**OBJECTIVE**
Reproduce every line of the data below verbatim, leaving out the pictures.
####
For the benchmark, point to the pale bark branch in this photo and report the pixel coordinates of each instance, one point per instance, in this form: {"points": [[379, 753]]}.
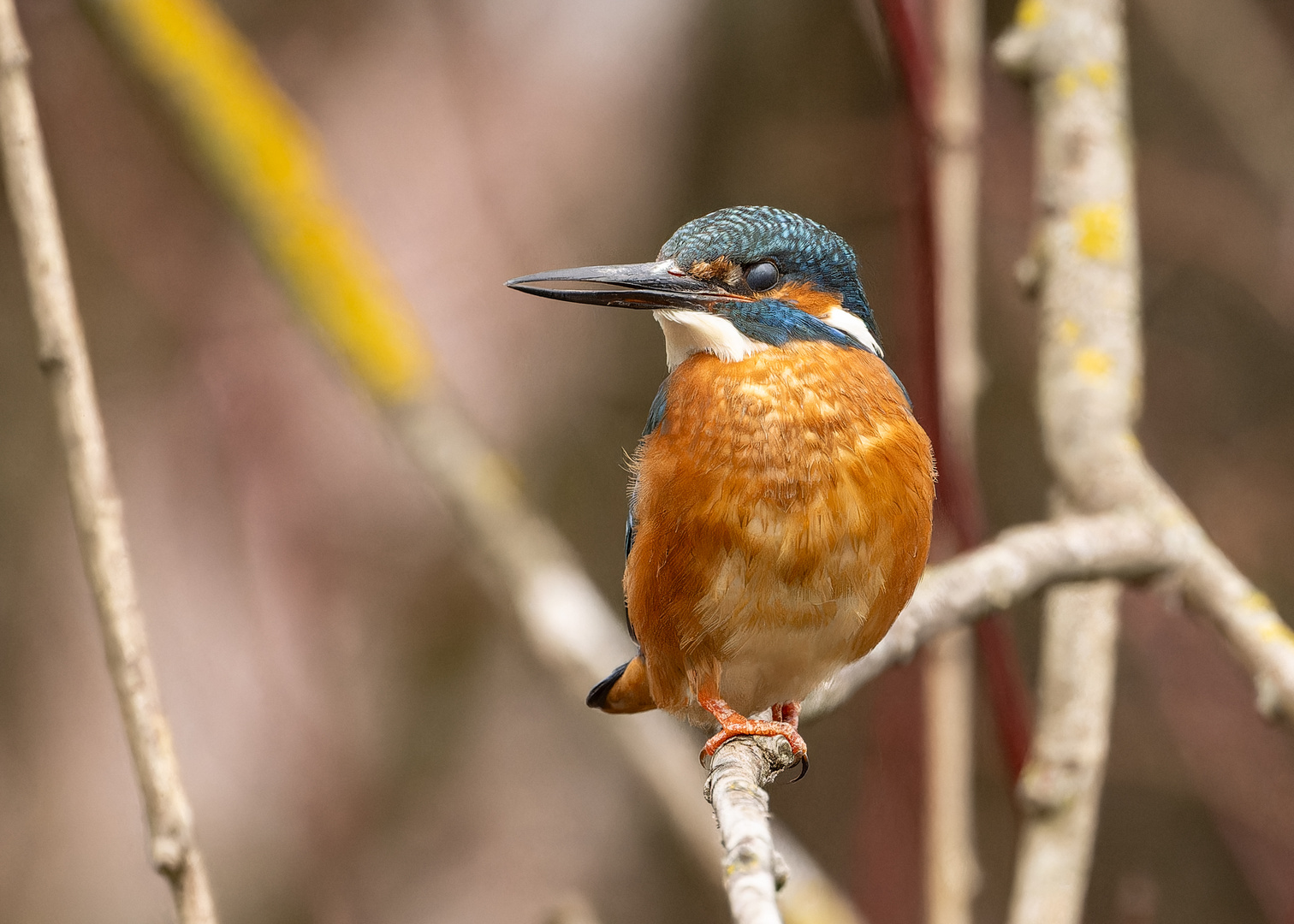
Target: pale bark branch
{"points": [[1011, 568], [1060, 790], [752, 868], [952, 868], [96, 505], [579, 636]]}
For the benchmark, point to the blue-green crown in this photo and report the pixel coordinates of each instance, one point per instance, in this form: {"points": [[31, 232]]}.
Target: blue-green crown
{"points": [[804, 250]]}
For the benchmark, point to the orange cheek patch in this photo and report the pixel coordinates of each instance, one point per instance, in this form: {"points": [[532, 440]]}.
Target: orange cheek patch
{"points": [[720, 270], [806, 298]]}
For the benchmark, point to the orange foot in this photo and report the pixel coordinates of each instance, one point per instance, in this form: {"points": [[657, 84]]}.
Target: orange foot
{"points": [[733, 724]]}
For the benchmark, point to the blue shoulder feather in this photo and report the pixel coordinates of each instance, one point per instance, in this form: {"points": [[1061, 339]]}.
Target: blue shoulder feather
{"points": [[654, 417]]}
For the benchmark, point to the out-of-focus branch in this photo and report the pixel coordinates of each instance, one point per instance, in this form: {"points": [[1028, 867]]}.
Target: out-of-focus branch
{"points": [[1015, 566], [952, 868], [752, 868], [1061, 785], [259, 156], [96, 505]]}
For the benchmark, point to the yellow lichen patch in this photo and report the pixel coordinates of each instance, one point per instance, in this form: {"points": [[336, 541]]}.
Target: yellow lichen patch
{"points": [[496, 480], [1099, 228], [1094, 364], [1100, 74], [1030, 13], [1256, 600], [1275, 631]]}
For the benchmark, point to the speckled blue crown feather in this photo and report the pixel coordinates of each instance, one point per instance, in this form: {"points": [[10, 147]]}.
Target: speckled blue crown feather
{"points": [[803, 249]]}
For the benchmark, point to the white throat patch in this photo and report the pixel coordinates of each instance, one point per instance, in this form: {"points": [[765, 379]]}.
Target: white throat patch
{"points": [[854, 326], [694, 331]]}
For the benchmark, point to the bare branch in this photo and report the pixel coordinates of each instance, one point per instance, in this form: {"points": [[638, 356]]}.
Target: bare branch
{"points": [[1089, 386], [1089, 376], [1015, 566], [96, 506], [1061, 787], [752, 870], [952, 868]]}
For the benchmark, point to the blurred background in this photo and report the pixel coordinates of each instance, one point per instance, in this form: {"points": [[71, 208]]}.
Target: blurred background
{"points": [[365, 737]]}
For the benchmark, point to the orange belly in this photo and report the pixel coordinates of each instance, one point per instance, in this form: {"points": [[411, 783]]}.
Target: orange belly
{"points": [[783, 512]]}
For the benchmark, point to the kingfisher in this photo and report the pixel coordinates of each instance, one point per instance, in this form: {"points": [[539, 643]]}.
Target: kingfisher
{"points": [[781, 496]]}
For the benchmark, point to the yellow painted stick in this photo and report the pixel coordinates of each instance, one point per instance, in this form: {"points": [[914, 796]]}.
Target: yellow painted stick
{"points": [[267, 164]]}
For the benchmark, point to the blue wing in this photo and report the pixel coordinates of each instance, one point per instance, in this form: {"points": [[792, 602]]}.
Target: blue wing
{"points": [[654, 417]]}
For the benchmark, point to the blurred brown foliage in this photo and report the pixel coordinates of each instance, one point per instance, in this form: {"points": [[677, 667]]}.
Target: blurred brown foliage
{"points": [[346, 698]]}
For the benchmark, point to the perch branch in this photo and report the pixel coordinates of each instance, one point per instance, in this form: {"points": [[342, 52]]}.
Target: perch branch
{"points": [[96, 506], [752, 868]]}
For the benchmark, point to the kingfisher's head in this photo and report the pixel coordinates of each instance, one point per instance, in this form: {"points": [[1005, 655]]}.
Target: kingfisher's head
{"points": [[735, 282]]}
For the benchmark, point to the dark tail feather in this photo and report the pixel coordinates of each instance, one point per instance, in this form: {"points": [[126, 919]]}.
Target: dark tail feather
{"points": [[626, 690]]}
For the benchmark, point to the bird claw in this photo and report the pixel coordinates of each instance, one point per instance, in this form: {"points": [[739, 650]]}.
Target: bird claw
{"points": [[760, 729]]}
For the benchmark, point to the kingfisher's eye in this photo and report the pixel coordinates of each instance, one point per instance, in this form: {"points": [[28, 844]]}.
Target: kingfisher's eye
{"points": [[761, 275]]}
####
**SOLUTION FOR THIS PROBLEM**
For the benchmark, point to the pale bark branch in this photo and report the pixel coordinates of each instance, one point per instance, in this form: {"points": [[379, 753]]}.
Target: pale bark branch
{"points": [[1011, 568], [1060, 790], [752, 868], [952, 868], [96, 505], [579, 636]]}
For the benchmark, point to the blue-green crown in this photo and report the pixel coordinates of each instance, one point per instance, in this form: {"points": [[31, 232]]}.
Target: blue-green crown
{"points": [[804, 250]]}
For the benchmark, point to the orange cheek patch in this photo and report the pixel coordinates of each instance, one point per instance, in this form: {"points": [[532, 440]]}.
Target: orange cheek patch
{"points": [[720, 270], [806, 298]]}
For the benchmark, point to the orange foot in this photo and report the pixel coordinates of each instance, one point per instance, in this form: {"points": [[657, 84]]}.
Target: orange foot
{"points": [[733, 724]]}
For the benchmark, point to the blue shoulder feather in this photo and report the pixel coordinates of each instance, one point per instance, in this form: {"points": [[1061, 339]]}.
Target: blue shoulder feather
{"points": [[654, 417]]}
For the benchmark, point to the out-of-focus branch in this photo and report the pixel coordinates of each instance, one point per instance, in this form: {"points": [[1028, 867]]}.
Target: out-of-focus branch
{"points": [[1015, 566], [952, 868], [752, 868], [1061, 785], [259, 156], [96, 505]]}
For the benchmark, point to the yellow lichen patch in this photo and report the pixel coordinates of each instance, one point per instance, in this form: {"points": [[336, 541]]}.
Target: yellow lichen patch
{"points": [[496, 480], [1099, 228], [1094, 364], [1100, 74], [1030, 13], [1256, 600], [1275, 631]]}
For the benchmark, point to the speckled blue crown feather in this photo and report the pixel coordinates of each instance, one point per instance, in this form: {"points": [[10, 147]]}.
Target: speckled blue crown feather
{"points": [[803, 249]]}
For the benchmark, point to the white throat patch in this photo and report the pixel coordinates of each instance, one point per instance, in this form: {"points": [[765, 379]]}.
Target: white throat patch
{"points": [[854, 326], [694, 331]]}
For the benchmark, point to the bare branch in this photo and report the pixel coordinates of each instance, one point per instance, in this form: {"points": [[638, 356]]}.
Target: bare branch
{"points": [[1089, 386], [1089, 376], [1015, 566], [96, 506], [1061, 787], [752, 870], [952, 868]]}
For the benchmark, point to the blurred background in this photo and report the pixel coordinates of each instance, one point per instance, in this form: {"points": [[71, 208]]}.
Target: blurred background
{"points": [[365, 737]]}
For the benchmark, point to the orange belly in this photo and report the pixel coordinates of each instance, one point per instance, in this form: {"points": [[411, 783]]}.
Target: orange belly
{"points": [[783, 512]]}
For the benchmark, point to the kingfisher in this photo and report the pixel coordinates of each instance, one point per instance, in this form: {"points": [[539, 643]]}.
Target: kingfisher
{"points": [[781, 496]]}
For the benchmark, point to the yellow painted stick in this photo and report the pixel coordinates of each instance, one point per instance, in this form: {"points": [[914, 796]]}.
Target: yellow painted stick
{"points": [[267, 164]]}
For the benchmark, point to the blue wing in this photo and report the pixel coordinates of each instance, one point per instance, in this form: {"points": [[792, 602]]}.
Target: blue wing
{"points": [[654, 417]]}
For the benchmark, point to the blurred brown foliage in this photo and report the pixel coordinates of each instance, one point per instance, in this form: {"points": [[677, 667]]}.
Target: blurred brown foliage
{"points": [[346, 698]]}
For the benchmark, point to the perch branch in this photo and report the pixel coordinates of each instance, one point per instance, in this form: {"points": [[342, 52]]}.
Target: perch branch
{"points": [[96, 506], [752, 868]]}
For the benchmark, point to the kingfisher's head in this photo and report the pixel coordinates of each instance, one point per instance, in this form: {"points": [[1005, 655]]}.
Target: kingfisher's head
{"points": [[735, 282]]}
For the benchmark, point to the dark tail feather in this photo and report the pixel coordinates of each instance, one point per instance, in this form: {"points": [[126, 919]]}.
Target: dark tail feather
{"points": [[626, 690]]}
For the benchmark, point to the bird claw in this photo and report the pixel coordinates of each instance, one point per instance, in this form: {"points": [[739, 650]]}.
Target: bird claw
{"points": [[760, 729]]}
For the benchmark, point to the kingfisher's eye in this photo and report the pixel coordinates of each instance, one point per instance, in this form: {"points": [[28, 844]]}.
Target: kingfisher's eye
{"points": [[761, 275]]}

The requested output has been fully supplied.